_QUOTED TEXT:_
We Hindu kids want our own schools

Aditya Balachander



I have found that many Hindu children sent to private Christian schools know far more about Christianity than Hinduism. Children are becoming less and less religious in our community, whereas in other religions, children are well taught about their religion and have a strong faith. Some of my neighbors attend private Christian schools and some go to Islamic schools after regular public school.

I think Hinduism in America is being attacked in three ways. First from outside through conversion and not being represented well enough. Second, the walls of defense, which were Hindu education, are crumbling. Conversion relies on the fact that people know very little of their religion. Third is from within. Hindus have stopped performing rituals to God. We need a Hindu school to strengthen our walls against attack.

Geographical environment is important for this school. It should be located near a hill, with a lot of tall trees and a river running through the grounds, or maybe a lake with fish. According to vastu shastra (text of spiritual architecture), all these features are good. I believe that when I stand on that earth, with the trees all around me and I see water flowing, the devas (angels) will be all around, making me happy. The Hindu school should be a complex, not just one building, almost like a monastery, having a temple with a tank, recreational facilities, two or three multi-purpose, single-room buildings and of course, the main building for classes. Such an environment is essential for the proper teaching of Sanatana Dharma

We would continue to learn the same secular subjects as in regular schools. Hindu parents want to make sure their kids go on to university and get good jobs. But we need to know about the history of Sanatana Dharma, which is preserved in the Puranas and other writings, and all the math and science and psychology that is already part of our scriptures. We should also learn mantras. Along with European languages, we should be able to learn modern Indian languages and Sanskrit.

_DATASET EXTRACT:_
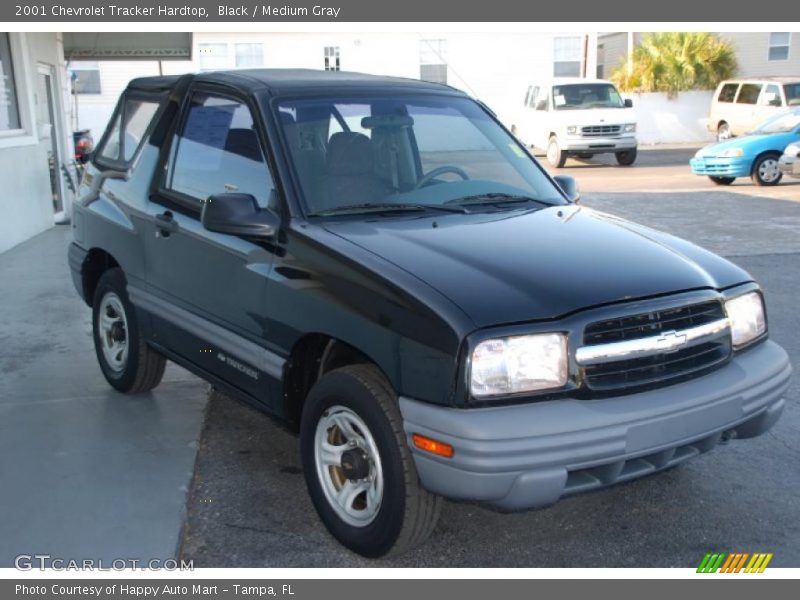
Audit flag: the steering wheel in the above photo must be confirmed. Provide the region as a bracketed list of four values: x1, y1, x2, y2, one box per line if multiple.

_SHORT TASK:_ How does the essay on Hindu schools define vastu shastra? The data has no connection to the essay on Hindu schools.

_EXERCISE ANSWER:_ It defines vastu shastra as the text of spiritual architecture.